- **Task statement**: Output exactly the lines between the line that contains "Reviewer note: see that each instance of the glass-front" and the last line of the material, counting both.

:::

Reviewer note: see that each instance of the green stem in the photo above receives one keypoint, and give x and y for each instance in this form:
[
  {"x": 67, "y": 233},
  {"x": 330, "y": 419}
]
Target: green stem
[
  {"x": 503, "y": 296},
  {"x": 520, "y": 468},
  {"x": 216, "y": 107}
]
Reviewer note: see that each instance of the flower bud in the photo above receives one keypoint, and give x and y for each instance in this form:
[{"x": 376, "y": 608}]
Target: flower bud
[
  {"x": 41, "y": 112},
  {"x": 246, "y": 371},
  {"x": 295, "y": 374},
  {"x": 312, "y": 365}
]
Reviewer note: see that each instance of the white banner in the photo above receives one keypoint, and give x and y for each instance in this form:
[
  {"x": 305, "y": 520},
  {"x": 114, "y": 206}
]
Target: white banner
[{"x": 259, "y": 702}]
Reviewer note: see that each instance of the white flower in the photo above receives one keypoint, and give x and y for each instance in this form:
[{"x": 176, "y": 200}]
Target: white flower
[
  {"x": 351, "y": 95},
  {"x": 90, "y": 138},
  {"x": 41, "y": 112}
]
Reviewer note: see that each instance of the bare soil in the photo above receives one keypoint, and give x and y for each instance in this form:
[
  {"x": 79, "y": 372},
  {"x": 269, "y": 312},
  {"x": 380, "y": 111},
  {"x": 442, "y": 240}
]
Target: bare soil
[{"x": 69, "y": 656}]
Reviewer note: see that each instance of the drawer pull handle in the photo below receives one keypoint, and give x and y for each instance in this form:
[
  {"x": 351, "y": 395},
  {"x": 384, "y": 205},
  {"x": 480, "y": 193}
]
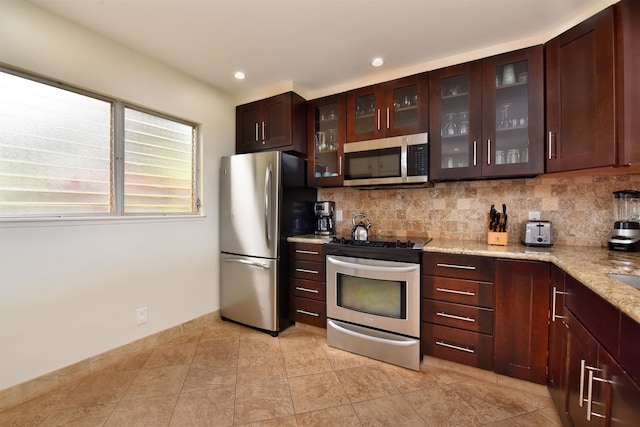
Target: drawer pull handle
[
  {"x": 459, "y": 267},
  {"x": 455, "y": 347},
  {"x": 453, "y": 291},
  {"x": 300, "y": 251},
  {"x": 308, "y": 313},
  {"x": 453, "y": 316}
]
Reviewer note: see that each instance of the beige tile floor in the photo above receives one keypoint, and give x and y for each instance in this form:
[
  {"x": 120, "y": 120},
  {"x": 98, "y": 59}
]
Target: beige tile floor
[{"x": 226, "y": 374}]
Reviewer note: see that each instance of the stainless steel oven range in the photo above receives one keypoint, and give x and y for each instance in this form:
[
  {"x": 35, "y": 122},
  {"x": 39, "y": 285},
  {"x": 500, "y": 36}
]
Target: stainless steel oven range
[{"x": 373, "y": 299}]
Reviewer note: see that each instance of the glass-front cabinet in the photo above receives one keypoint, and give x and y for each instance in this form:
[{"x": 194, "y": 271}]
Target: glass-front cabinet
[
  {"x": 394, "y": 108},
  {"x": 326, "y": 120},
  {"x": 487, "y": 117}
]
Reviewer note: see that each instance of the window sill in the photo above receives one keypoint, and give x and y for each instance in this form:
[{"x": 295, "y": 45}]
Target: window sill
[{"x": 55, "y": 221}]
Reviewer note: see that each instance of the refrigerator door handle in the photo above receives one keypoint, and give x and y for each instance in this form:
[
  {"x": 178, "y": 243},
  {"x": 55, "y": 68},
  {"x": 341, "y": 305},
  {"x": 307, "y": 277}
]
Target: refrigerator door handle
[
  {"x": 267, "y": 203},
  {"x": 244, "y": 261}
]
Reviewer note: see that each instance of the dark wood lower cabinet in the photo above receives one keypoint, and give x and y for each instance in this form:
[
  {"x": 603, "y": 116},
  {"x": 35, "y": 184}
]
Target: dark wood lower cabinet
[
  {"x": 600, "y": 392},
  {"x": 521, "y": 311}
]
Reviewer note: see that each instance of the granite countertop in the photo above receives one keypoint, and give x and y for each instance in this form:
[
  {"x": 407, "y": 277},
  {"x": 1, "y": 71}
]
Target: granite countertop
[{"x": 588, "y": 265}]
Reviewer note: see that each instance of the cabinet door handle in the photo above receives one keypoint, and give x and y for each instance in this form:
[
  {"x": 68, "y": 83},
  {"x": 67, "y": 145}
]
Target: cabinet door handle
[
  {"x": 551, "y": 154},
  {"x": 453, "y": 291},
  {"x": 555, "y": 316},
  {"x": 302, "y": 251},
  {"x": 300, "y": 288},
  {"x": 455, "y": 347},
  {"x": 308, "y": 313},
  {"x": 453, "y": 316},
  {"x": 460, "y": 267},
  {"x": 590, "y": 412},
  {"x": 475, "y": 153}
]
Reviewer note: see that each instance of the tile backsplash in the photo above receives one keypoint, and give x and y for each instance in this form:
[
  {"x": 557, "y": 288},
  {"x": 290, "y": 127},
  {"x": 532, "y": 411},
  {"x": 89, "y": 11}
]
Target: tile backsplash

:::

- **Full response**:
Reviewer note: see that each instance of the glass-front cabinet in the photo above receives one keypoint, and give x and y for each instance in this form:
[{"x": 194, "y": 271}]
Target: glass-front cabinet
[
  {"x": 394, "y": 108},
  {"x": 326, "y": 120},
  {"x": 487, "y": 117}
]
Reviewer note: see that each instance of the window sill in the photo above receives one keypoint, and give x and y for each instance in this form:
[{"x": 295, "y": 45}]
Target: window sill
[{"x": 55, "y": 221}]
Reviewer note: see that each instance of the refrigerator door handle in the photo above receives one keypoint, and give x and y for each instance in this form:
[
  {"x": 178, "y": 243},
  {"x": 55, "y": 68},
  {"x": 341, "y": 305},
  {"x": 307, "y": 277}
]
Target: refrigerator door handle
[
  {"x": 267, "y": 203},
  {"x": 244, "y": 261}
]
Reviewer note: see that each instance of the dark wood lower cabinet in the photo above receives one keypoint, and give x and y for each instance in this form:
[
  {"x": 603, "y": 116},
  {"x": 35, "y": 184}
]
Target: dark wood lower cabinet
[
  {"x": 600, "y": 392},
  {"x": 521, "y": 311}
]
Reviewer note: see that each instance of the granite countertop in the photo above receives one keypoint, and give x and y for each instance in this form:
[
  {"x": 407, "y": 277},
  {"x": 1, "y": 71}
]
Target: granite countertop
[{"x": 588, "y": 265}]
Reviewer note: see that each instance of the cabinet door handle in the photo above receives one keypoint, and give x and y for each instance in this form:
[
  {"x": 68, "y": 83},
  {"x": 67, "y": 145}
]
Target: cabinet door handle
[
  {"x": 551, "y": 154},
  {"x": 453, "y": 291},
  {"x": 555, "y": 316},
  {"x": 302, "y": 251},
  {"x": 300, "y": 288},
  {"x": 455, "y": 347},
  {"x": 308, "y": 313},
  {"x": 453, "y": 316},
  {"x": 460, "y": 267},
  {"x": 590, "y": 412},
  {"x": 475, "y": 153}
]
Reviewer note: see that each instance of the tile backsplash in the photo above receives one keypoint, and give x and y for each instance in this form:
[
  {"x": 557, "y": 288},
  {"x": 290, "y": 127},
  {"x": 532, "y": 411},
  {"x": 89, "y": 11}
]
Target: tile backsplash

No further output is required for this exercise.